= What you should do =
For the material that follows, return exactly the lines from the one with "Target: dirt track in field" through the one with "the monk's hand", both ends included.

= Available data =
=== Begin Enclosure ===
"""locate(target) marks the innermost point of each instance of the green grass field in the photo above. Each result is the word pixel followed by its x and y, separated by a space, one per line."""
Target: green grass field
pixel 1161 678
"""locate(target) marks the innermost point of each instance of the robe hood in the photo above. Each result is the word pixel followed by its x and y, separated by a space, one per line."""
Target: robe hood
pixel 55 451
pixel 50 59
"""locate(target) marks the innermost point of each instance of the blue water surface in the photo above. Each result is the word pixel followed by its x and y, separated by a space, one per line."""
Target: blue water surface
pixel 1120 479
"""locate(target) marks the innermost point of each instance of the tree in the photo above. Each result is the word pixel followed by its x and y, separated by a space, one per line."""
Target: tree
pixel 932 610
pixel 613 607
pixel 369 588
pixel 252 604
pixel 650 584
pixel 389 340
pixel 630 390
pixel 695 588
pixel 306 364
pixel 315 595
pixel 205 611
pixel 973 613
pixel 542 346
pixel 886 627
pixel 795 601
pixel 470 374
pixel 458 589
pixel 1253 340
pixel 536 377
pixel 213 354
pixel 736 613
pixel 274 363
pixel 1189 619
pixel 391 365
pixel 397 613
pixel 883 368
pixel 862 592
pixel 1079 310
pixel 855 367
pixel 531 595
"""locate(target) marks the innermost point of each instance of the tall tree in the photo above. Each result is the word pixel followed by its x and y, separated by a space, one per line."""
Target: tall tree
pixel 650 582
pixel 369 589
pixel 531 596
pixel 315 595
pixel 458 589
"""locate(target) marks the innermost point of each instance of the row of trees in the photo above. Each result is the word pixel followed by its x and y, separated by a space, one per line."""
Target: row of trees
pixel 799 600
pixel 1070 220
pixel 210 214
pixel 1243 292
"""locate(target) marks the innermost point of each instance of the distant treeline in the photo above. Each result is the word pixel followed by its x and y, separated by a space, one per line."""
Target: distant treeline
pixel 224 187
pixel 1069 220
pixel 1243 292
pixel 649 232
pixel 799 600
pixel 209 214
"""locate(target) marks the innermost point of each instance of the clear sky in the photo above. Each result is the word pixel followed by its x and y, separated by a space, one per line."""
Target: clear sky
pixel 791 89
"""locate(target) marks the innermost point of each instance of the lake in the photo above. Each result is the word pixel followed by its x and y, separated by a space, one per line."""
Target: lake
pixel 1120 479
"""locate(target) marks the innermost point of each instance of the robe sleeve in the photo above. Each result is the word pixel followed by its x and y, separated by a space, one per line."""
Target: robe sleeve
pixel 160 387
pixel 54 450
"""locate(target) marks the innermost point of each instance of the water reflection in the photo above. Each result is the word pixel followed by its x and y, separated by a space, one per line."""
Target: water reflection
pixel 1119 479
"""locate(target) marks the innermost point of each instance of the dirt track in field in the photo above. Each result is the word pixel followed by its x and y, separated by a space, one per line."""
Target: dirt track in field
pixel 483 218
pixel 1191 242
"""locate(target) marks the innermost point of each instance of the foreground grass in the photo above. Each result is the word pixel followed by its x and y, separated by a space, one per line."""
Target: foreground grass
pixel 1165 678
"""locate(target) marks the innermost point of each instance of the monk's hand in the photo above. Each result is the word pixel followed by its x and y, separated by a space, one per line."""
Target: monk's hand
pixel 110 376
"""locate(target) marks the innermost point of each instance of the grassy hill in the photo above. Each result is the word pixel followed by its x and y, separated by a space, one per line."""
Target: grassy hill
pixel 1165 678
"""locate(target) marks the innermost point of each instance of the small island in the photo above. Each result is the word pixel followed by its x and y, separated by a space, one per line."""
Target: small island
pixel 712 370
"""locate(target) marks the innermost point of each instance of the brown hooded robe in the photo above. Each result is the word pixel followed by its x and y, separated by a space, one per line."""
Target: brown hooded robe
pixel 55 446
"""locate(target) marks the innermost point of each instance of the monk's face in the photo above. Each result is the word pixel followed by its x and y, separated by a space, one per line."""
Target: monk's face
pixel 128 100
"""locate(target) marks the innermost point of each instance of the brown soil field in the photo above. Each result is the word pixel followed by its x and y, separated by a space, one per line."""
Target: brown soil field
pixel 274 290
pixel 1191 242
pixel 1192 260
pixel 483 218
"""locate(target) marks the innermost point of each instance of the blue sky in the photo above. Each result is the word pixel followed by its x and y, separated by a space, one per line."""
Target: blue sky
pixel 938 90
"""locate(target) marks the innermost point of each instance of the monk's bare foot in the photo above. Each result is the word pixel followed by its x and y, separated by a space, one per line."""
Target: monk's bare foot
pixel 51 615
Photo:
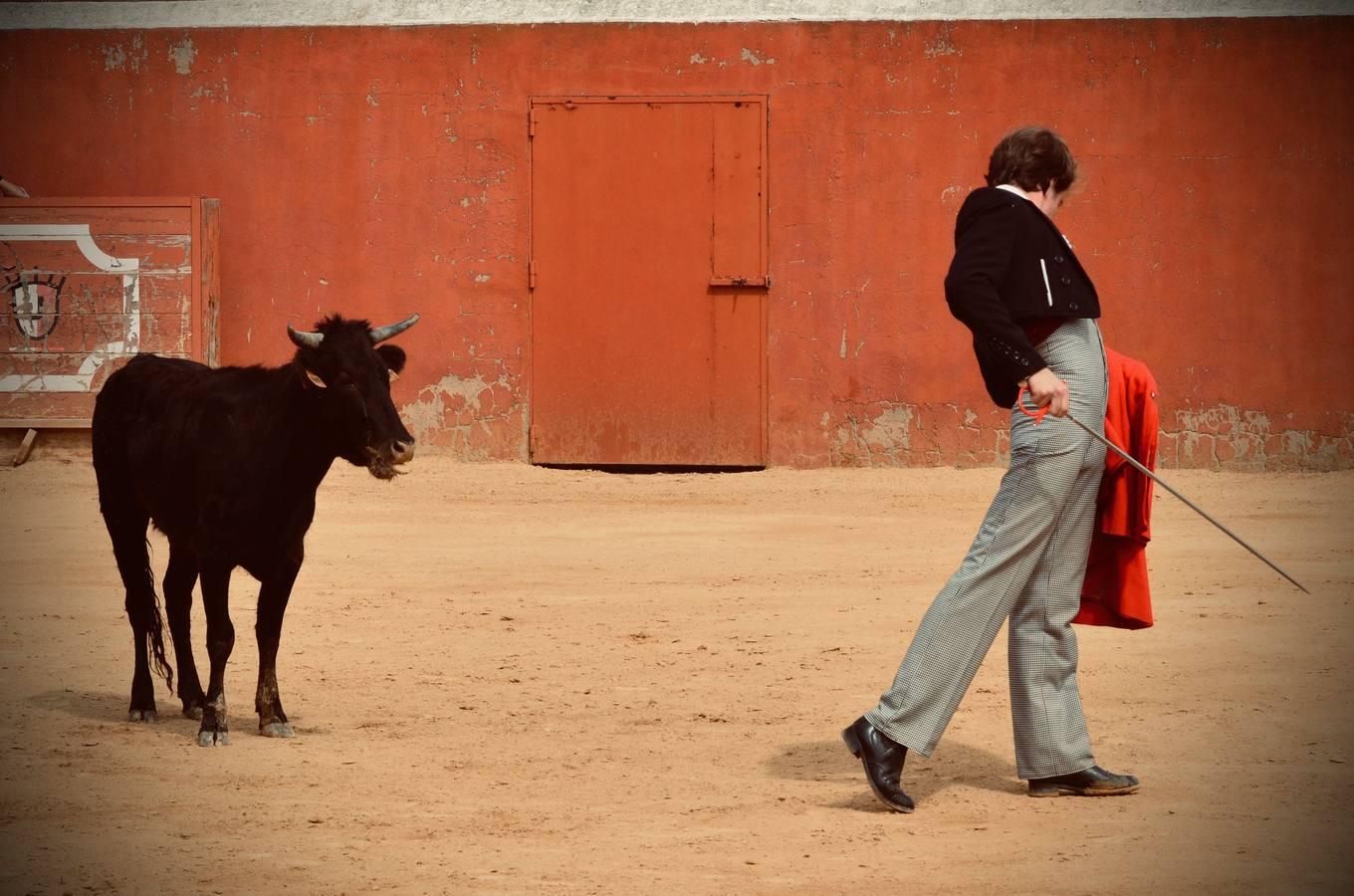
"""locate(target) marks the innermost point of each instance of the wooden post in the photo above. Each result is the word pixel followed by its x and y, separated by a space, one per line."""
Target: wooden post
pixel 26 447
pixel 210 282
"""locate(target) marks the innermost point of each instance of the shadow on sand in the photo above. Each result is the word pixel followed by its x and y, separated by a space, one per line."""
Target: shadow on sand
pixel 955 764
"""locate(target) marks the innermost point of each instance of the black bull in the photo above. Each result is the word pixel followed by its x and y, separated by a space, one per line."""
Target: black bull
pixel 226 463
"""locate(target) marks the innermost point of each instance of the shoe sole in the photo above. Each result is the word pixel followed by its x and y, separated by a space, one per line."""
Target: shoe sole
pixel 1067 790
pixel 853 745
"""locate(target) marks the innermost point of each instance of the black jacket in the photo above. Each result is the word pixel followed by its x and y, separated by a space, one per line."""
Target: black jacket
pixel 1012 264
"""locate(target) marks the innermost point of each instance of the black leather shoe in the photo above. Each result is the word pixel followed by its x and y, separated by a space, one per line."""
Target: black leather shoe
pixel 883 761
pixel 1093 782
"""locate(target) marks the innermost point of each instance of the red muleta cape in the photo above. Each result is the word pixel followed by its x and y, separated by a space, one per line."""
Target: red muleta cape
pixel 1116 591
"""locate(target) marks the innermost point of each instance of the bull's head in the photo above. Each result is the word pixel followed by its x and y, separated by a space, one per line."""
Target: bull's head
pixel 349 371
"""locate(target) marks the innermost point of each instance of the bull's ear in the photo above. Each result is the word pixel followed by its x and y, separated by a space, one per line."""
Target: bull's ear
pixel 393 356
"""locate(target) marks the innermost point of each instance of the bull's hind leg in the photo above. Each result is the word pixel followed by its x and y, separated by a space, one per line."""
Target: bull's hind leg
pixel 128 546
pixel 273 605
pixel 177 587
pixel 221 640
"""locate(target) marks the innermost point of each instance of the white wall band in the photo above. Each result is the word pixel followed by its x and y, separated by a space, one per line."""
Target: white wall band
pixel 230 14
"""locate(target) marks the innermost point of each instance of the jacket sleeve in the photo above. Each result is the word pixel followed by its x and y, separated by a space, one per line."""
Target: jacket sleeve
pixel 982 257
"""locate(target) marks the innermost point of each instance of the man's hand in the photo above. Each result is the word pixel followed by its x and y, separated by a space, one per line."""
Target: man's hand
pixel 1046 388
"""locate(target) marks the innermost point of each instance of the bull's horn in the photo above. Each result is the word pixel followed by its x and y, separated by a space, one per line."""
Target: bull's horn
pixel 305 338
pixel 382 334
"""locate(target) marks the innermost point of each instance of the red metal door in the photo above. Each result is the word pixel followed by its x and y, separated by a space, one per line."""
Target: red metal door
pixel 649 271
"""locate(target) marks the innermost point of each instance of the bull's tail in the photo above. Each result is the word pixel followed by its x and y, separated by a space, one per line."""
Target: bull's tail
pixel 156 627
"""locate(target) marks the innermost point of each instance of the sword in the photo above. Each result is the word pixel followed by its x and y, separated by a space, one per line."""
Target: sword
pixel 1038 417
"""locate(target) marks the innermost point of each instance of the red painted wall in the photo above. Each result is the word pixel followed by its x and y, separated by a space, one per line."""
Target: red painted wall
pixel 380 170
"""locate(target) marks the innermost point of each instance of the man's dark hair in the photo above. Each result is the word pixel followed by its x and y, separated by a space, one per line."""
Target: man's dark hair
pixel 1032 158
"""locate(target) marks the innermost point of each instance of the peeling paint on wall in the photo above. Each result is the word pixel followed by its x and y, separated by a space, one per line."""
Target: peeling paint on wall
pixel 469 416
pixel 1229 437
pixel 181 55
=== End Enclosure ===
= Written reply =
Target: dirt track in field
pixel 483 218
pixel 1191 242
"""locate(target) marks the innermost point of each instance of the foreground grass in the photo above. Each result is the word pixel followed by its x and y, separated by a space, one per line."""
Target: foreground grass
pixel 1165 678
"""locate(target) marks the innermost point of each instance of the monk's hand in the photo above. Each result is the word pixel followed by its x and y, separated by a space, one per line."""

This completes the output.